AVAILABLE DATA:
┌──

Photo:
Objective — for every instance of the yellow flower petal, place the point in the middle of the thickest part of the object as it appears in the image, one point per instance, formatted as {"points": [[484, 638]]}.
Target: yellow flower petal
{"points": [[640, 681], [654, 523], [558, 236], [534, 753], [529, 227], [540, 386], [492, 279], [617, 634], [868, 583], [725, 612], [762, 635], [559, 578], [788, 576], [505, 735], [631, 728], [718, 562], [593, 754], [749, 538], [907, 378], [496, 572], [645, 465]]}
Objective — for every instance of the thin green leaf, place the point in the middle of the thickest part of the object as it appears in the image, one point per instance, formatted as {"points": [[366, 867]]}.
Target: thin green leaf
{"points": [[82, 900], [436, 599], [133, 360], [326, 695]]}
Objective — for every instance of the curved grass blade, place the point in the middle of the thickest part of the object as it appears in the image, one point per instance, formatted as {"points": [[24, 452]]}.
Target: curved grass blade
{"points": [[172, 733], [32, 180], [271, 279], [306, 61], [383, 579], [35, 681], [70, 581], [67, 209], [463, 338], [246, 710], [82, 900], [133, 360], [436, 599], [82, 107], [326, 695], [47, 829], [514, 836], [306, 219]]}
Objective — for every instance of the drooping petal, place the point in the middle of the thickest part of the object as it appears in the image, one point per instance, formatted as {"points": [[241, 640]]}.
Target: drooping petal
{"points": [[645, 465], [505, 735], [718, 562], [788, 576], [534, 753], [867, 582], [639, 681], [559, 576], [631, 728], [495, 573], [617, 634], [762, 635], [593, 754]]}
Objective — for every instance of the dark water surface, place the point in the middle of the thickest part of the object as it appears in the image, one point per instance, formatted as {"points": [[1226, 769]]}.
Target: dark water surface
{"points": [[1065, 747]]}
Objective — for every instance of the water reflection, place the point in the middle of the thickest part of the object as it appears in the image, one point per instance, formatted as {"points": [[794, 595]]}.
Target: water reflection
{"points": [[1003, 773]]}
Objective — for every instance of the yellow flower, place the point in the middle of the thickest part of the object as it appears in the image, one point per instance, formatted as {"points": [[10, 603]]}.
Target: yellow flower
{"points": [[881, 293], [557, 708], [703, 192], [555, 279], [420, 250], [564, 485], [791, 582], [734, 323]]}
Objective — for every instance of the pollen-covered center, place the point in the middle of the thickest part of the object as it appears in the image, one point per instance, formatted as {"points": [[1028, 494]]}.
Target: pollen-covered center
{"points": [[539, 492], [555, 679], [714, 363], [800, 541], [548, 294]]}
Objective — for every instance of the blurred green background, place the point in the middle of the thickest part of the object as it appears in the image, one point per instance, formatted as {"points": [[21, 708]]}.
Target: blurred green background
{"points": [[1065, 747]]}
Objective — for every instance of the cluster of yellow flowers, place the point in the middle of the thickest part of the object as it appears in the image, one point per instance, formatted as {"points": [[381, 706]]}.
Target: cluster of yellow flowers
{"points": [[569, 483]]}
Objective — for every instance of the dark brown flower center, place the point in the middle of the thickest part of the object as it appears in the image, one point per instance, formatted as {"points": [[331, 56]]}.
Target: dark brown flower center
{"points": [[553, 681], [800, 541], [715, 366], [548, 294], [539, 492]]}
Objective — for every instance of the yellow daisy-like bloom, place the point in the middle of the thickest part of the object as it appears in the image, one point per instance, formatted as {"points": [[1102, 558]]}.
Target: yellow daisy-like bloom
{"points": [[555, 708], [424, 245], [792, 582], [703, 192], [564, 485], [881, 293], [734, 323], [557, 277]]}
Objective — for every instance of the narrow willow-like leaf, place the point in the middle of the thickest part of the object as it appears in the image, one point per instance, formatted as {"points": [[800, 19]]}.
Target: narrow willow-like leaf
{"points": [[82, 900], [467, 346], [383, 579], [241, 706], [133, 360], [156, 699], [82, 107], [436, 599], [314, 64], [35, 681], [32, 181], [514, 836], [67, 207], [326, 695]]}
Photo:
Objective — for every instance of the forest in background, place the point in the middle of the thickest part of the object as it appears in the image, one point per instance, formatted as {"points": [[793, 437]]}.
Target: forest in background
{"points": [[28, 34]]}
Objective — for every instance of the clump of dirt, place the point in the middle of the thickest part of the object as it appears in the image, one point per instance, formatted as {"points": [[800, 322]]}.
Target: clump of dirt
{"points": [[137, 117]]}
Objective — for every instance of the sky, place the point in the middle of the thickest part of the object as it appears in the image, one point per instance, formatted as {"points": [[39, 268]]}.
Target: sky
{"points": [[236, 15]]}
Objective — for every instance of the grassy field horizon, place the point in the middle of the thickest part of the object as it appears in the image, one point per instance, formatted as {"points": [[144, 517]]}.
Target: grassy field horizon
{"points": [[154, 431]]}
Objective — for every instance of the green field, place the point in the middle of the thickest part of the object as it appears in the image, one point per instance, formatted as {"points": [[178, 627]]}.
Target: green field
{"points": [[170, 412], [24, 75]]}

└──

TASK GOAL: Set down every entry again, word for word.

ANSWER SPACE:
Photo:
Objective — for every instance of the yellow flower petal, place the point in the middle of the thickest part of the object as it appears in the image, one point per instance, formatted as {"points": [[484, 638]]}.
Target: yellow flower petal
{"points": [[640, 681], [654, 523], [558, 236], [534, 753], [529, 227], [540, 386], [492, 279], [617, 634], [868, 583], [725, 612], [762, 635], [559, 578], [788, 576], [505, 735], [631, 728], [718, 562], [593, 754], [749, 538], [907, 378], [496, 572], [645, 465]]}
Objective — for every instance of the thin green leaf, place the point in the middle of the thickest part of the object as it appears in the image, one point per instance, formatted as {"points": [[366, 867]]}.
Target: thin green leaf
{"points": [[82, 900], [436, 599], [133, 360], [326, 695]]}
Objective — for every instance of the curved grass blade, place the point in the middle of the thickest part of the object as it appears in the image, one point per instance, formatted as {"points": [[24, 452]]}.
Target: curved grass blade
{"points": [[172, 733], [32, 180], [271, 279], [306, 61], [383, 579], [35, 681], [70, 581], [67, 209], [463, 338], [246, 710], [82, 900], [133, 360], [436, 599], [82, 107], [326, 695], [47, 829], [514, 836], [306, 219]]}
Objective — for every instance of the drooping petal, place the point in the middle of the thickest part of the object as it appears in the image, one point per instance, formatted as {"points": [[241, 640]]}.
Target: drooping petal
{"points": [[645, 465], [505, 735], [718, 562], [788, 576], [534, 753], [867, 582], [639, 681], [559, 576], [631, 728], [495, 573], [617, 634], [762, 635], [593, 754]]}
Objective — for every instance of the dark water surface, place the point in the middle of the thickest part of the object as it appears in the image, one point per instance, formatted as {"points": [[1226, 769]]}.
Target: dark water surface
{"points": [[1065, 747]]}
Objective — for every instance of the water reflection, place the point in the middle of the thickest part of the object as it appears in the image, one point per instance, formatted as {"points": [[794, 595]]}.
Target: water reflection
{"points": [[1003, 773]]}
Objective — for every instance of the yellow flower, place the point in the middle of the thickest part of the object as it appears in the image, one point per instance, formatted as {"points": [[10, 603]]}.
Target: yellow flower
{"points": [[881, 293], [557, 708], [703, 192], [555, 279], [420, 250], [564, 485], [791, 582], [734, 323]]}
Objective — for every instance of the pollen-covered center, place the point in the middle of the thickest part of the object as it appears in the image, one point per instance, formatted as {"points": [[1028, 494]]}.
Target: pollen-covered center
{"points": [[539, 492], [555, 679], [714, 363], [800, 541], [548, 294]]}
Objective — for every instance of the blurred green background, place the point in the middle of the thickest part of the object as it appears in the image, one point per instance, formatted as {"points": [[21, 708]]}.
Target: blurred green background
{"points": [[1065, 747]]}
Objective — for every instance of the cluster of yellow flowers, place the point in the middle of the thickest part of the object as it appears in the image, one point per instance, formatted as {"points": [[381, 706]]}.
Target: cluster of yellow flowers
{"points": [[569, 483]]}
Objective — for every instance of the dark brown flower center, place the point in the middle of the thickest part of the object as it appears in the image, one point per instance, formatted as {"points": [[331, 56]]}.
Target: dark brown flower center
{"points": [[553, 681], [800, 541], [715, 366], [548, 294], [539, 492]]}
Objective — for every instance of the yellow daisy-like bloom, place the point in the middle of the thickest part of the object as it appears in the image, one point per instance, formatted as {"points": [[1102, 558]]}.
Target: yellow daisy-like bloom
{"points": [[555, 708], [424, 245], [792, 582], [703, 192], [564, 485], [881, 293], [734, 323], [557, 277]]}
Objective — for every instance of the narrow willow-like leaf, place the point in the middle of the thickest part of the object as it appears in the image, one point per instance, formatted as {"points": [[800, 19]]}.
Target: narrow willow-like leaf
{"points": [[82, 900], [467, 346], [383, 579], [241, 706], [133, 360], [156, 699], [82, 107], [436, 599], [314, 64], [35, 681], [32, 181], [514, 836], [67, 207], [326, 695]]}
Photo:
Objective — for every instance of the forest in background, place the point in the middle of the thickest part of the object as it appears in the image, one point per instance, formatted as {"points": [[793, 437]]}.
Target: forest in background
{"points": [[28, 34]]}
Objective — for every instance of the clump of dirt, place the point in the middle of the thickest part of the object as it appears in the image, one point per instance, formatted as {"points": [[800, 322]]}.
Target: clump of dirt
{"points": [[137, 117]]}
Objective — for every instance of the sky, place the point in the middle of the thickest part of the object as it appears in the image, one point per instance, formatted as {"points": [[39, 268]]}.
Target: sky
{"points": [[236, 15]]}
Objective — for every instance of the grassy field horizon, place the point in the middle of the thickest part of the object as it appears in the image, one point per instance, formatted as {"points": [[144, 517]]}.
Target: grassy field horizon
{"points": [[154, 431]]}
Objective — for every instance of the green field, place the point in the middle of the thickest part of the object as it appears in the image, one point per instance, formatted as {"points": [[178, 627]]}.
Target: green field
{"points": [[170, 412], [24, 75]]}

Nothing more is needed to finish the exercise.